Segment Open
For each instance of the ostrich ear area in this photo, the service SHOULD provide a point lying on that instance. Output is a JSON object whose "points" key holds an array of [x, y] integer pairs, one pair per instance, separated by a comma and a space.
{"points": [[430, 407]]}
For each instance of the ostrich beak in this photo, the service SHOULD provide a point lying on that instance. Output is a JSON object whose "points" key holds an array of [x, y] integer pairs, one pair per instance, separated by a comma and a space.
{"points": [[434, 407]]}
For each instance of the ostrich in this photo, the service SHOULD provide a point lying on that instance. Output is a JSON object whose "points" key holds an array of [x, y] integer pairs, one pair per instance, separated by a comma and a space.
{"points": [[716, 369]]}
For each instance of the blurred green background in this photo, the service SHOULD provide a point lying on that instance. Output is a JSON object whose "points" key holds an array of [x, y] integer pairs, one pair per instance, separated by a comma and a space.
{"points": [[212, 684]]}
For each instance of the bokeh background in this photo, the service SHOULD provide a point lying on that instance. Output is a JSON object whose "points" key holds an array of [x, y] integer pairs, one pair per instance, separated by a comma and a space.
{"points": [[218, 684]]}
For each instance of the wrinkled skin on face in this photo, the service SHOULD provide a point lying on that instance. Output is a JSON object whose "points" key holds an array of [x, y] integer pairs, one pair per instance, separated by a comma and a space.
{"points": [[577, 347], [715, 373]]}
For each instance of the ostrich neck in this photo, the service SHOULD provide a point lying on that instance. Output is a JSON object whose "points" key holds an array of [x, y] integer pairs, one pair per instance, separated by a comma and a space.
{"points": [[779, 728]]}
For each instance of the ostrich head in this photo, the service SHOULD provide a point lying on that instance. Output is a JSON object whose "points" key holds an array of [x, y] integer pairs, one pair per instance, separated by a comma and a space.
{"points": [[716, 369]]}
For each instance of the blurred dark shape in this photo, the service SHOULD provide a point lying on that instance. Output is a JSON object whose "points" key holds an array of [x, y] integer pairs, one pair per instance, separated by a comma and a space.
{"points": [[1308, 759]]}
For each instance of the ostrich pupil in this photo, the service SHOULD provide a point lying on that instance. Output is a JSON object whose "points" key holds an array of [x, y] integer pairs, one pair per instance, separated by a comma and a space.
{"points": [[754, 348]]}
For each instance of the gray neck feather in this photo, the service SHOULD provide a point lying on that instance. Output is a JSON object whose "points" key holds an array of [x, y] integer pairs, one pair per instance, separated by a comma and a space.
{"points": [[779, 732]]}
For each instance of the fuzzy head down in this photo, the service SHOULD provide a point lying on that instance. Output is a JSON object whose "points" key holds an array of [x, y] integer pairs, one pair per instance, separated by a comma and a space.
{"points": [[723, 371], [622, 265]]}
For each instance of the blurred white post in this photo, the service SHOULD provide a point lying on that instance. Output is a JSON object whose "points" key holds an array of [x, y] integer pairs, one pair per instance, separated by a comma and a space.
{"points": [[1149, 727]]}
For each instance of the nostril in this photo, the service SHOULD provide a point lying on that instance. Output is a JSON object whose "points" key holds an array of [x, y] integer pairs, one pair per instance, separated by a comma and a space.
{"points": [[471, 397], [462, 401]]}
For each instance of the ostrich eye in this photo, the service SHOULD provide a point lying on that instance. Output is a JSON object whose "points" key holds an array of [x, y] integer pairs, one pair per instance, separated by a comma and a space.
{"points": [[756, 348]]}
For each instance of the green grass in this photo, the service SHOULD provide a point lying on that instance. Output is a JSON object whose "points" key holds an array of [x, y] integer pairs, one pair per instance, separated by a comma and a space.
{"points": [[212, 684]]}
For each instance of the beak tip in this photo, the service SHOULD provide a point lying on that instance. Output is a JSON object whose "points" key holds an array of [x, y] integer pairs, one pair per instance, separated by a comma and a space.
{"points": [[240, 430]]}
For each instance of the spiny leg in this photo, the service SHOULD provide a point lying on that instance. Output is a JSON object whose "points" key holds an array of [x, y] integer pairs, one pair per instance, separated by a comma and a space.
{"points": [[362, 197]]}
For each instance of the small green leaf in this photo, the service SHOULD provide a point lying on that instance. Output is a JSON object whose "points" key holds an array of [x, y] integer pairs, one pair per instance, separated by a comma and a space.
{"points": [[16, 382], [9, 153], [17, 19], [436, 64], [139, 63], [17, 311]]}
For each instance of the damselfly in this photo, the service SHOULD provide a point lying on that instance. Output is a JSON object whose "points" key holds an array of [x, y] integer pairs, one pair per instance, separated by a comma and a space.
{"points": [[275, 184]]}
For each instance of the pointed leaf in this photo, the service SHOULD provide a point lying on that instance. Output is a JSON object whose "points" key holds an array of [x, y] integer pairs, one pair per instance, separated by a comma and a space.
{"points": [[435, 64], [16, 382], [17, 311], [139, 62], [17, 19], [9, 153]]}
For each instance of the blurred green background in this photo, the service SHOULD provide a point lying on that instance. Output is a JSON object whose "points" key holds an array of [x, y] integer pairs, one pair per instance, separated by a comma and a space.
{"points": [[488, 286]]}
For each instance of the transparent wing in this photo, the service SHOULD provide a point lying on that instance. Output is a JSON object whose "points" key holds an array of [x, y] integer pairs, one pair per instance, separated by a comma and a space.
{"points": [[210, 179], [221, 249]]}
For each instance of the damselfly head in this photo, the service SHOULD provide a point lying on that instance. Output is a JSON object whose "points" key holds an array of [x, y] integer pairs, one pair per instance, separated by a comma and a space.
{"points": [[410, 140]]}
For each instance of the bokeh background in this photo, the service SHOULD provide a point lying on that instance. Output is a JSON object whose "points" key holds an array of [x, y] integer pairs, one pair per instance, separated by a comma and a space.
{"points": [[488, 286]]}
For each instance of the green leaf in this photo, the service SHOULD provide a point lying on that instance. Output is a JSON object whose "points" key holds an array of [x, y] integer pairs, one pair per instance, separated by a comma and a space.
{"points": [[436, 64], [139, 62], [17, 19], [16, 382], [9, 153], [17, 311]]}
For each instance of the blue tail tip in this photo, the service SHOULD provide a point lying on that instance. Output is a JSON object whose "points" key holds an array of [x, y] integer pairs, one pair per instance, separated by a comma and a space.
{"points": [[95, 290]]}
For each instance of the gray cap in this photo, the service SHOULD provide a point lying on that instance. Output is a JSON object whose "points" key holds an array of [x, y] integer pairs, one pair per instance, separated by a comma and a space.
Segment Closed
● EXERCISE DIRECTIONS: A complete, exact transcription of the data above is the required answer.

● OUTPUT OF THE TASK:
For each instance of the ostrich ear area in this photo, the service SHOULD provide a point lying on that instance. Output is a JSON object whose "points" key holds an array of [x, y] integer pairs, one pair per instance, separated by a comma and a space.
{"points": [[430, 407]]}
For each instance of the ostrich beak in this photo, the service SHOULD provide a point lying on that instance. Output is a JSON object whose "points" key holds an array of [x, y] integer pairs, one pair per instance, separated by a comma and a space.
{"points": [[434, 407]]}
For each instance of the ostrich in this photo, the service SHOULD provide a point lying on that instance. Output is a JSON object whose "points" key holds an array of [x, y] integer pairs, one pair per instance, separated by a comma and a space.
{"points": [[716, 369]]}
For each instance of the blurred green background in this photo, the service SHOULD provide a point lying on that instance. Output is a JSON object whose "points" key holds an array of [x, y] integer pairs, one pair per instance, separated by a comma and a space.
{"points": [[212, 684]]}
For each instance of the bokeh background in this photo, the service SHOULD provide a point lying on that instance. Output is a JSON object whose "points" key holds an array of [x, y] integer pairs, one pair per instance, separated by a comma and a space.
{"points": [[218, 684]]}
For each instance of the wrinkled skin on face in this photo, the service SHOULD provide a point lying on that instance. Output is a JSON object whose "points" key holds an array of [x, y] integer pairs, one pair per instance, separated by a comma and a space.
{"points": [[577, 347], [715, 373]]}
For each instance of the ostrich neck in this photo, the service SHOULD provide a point lying on that instance. Output is a JSON object whose "points" key holds an array of [x, y] integer pairs, one pair per instance, separated by a comma and a space.
{"points": [[779, 728]]}
For each instance of the ostrich head in this photo, the service SHOULD provide a point lying on that instance. Output is a JSON object whose "points" key holds an array of [x, y] integer pairs, one pair per instance, separated by a comma and a space.
{"points": [[716, 369]]}
For each instance of the blurred dark shape in this photo, the service SHOULD provide a point lying on that instance. Output is a JSON object whose "points" key holds an array of [x, y] integer pairs, one pair per instance, separated by a comma and a space.
{"points": [[1308, 759]]}
For each instance of the ostrich pupil in this photo, the service SHOULD provide a point lying on that instance. Output is a JSON object whose "points" key holds an array of [x, y] integer pairs, one pair per instance, separated by a comma and a space.
{"points": [[754, 348]]}
For each instance of the gray neck feather in this photo, the service SHOULD provide a point lying on that instance. Output is a JSON object whose "points" key holds an array of [x, y] integer pairs, one pair per instance, separated by a comma and a space.
{"points": [[779, 732]]}
For each instance of the fuzzy head down in this photo, the service SHOULD provide a point lying on that instance. Output is a JSON object whose "points" key holds an array of [x, y] integer pairs, one pair per instance, separated by a comma and a space.
{"points": [[723, 371], [622, 265]]}
For each instance of the blurred white post in this photo, the service SHOULD provide a point lying on that instance. Output is a JSON object whose "points" key holds an array of [x, y] integer pairs, one pair per instance, separated by a comma and a space.
{"points": [[1149, 727]]}
For each instance of the nostril in this photo, the service SHOULD provide a point lying on that instance. Output is a JSON object whose "points" key holds an array of [x, y] integer pairs, one pair per instance, separated by a comma and a space.
{"points": [[471, 397], [462, 401]]}
For each instance of the ostrich eye in this photo, the service SHOULD provide a point lying on that instance. Output is a JSON object whose "points" key holds an array of [x, y] integer pairs, one pair per instance, separated by a comma and a space.
{"points": [[756, 348]]}
For each instance of the green grass in this photo, the service SHOULD provide a point lying on that instance. Output is a JSON object whose "points" key holds an array of [x, y] integer pairs, one pair per instance, separated by a comma and a space.
{"points": [[212, 684]]}
For each instance of the beak tip in this photo, the service SHOULD provide a point lying on that instance. Output is a JSON object whose "points" key holds an array of [x, y] integer pairs, one pair per instance, separated by a comma and a space.
{"points": [[240, 430]]}
For each instance of the spiny leg in this photo, the service SHOULD provide a point lying on that instance. Output is a JSON object whose "points" key holds an array of [x, y] integer pairs, one pair per instance, separated by a comma and a space.
{"points": [[362, 197]]}
For each instance of the small green leaf in this photo, the service SHOULD provide a point lying on that instance. Output is a JSON object whose "points" key holds an array of [x, y] integer pairs, one pair per instance, separated by a comma and a space.
{"points": [[16, 382], [9, 153], [17, 19], [436, 64], [139, 63], [17, 311]]}
For each instance of the damselfly in this photo, the service SHOULD provide a point lying on that instance. Output is a JSON object whose "points" key holds an array of [x, y] integer pairs, one pair per instance, separated by a comma and a space.
{"points": [[275, 184]]}
For each instance of the pointed leaf in this photo, the service SHOULD provide a point lying on that instance. Output is a JSON object whose "points" key holds an array of [x, y] integer pairs, one pair per instance, separated by a comma and a space.
{"points": [[435, 64], [16, 382], [17, 311], [139, 62], [17, 19], [9, 153]]}
For each instance of the blurred green background in this photo, the service SHOULD provide a point lying on that instance. Output is a JSON object whose "points" key holds an array of [x, y] integer pairs, one pair per instance, separated by a comma and a space.
{"points": [[488, 286]]}
For each instance of the transparent wing in this photo, the service SHOULD provide a point lying on that instance. Output is a JSON object whose "points" key holds an array of [x, y] integer pairs, one pair per instance, separated by a comma and a space.
{"points": [[210, 179], [221, 249]]}
For each instance of the damselfly head in this photo, the service SHOULD provide a point lying on that instance. Output is a JSON object whose "points" key holds an array of [x, y] integer pairs, one pair per instance, separated by a comma and a space.
{"points": [[410, 140]]}
For each instance of the bokeh background in this photo, the service SHOULD provide a point lying on that instance. Output is a JSON object whose "points" key holds an array of [x, y] integer pairs, one pair per instance, separated by a comma and a space.
{"points": [[488, 286]]}
For each instance of the green leaf in this photo, the service SHOULD provide a point lying on that instance. Output is a JSON object whose "points" key holds an array of [x, y] integer pairs, one pair per instance, separated by a comma and a space.
{"points": [[436, 64], [139, 62], [17, 19], [16, 382], [9, 153], [17, 311]]}
For each instance of the blue tail tip in this photo, the service SHOULD provide a point lying on that instance. Output is a JSON object whose "points" key holds an array of [x, y] integer pairs, one pair per instance, separated by a comma and a space.
{"points": [[95, 290]]}
For each instance of the gray cap in this photo, the service SHOULD provide a point lying on that instance. Output is a JSON object whose "points" key holds an array of [x, y] integer pairs, one pair per instance, separated by a comma and a space.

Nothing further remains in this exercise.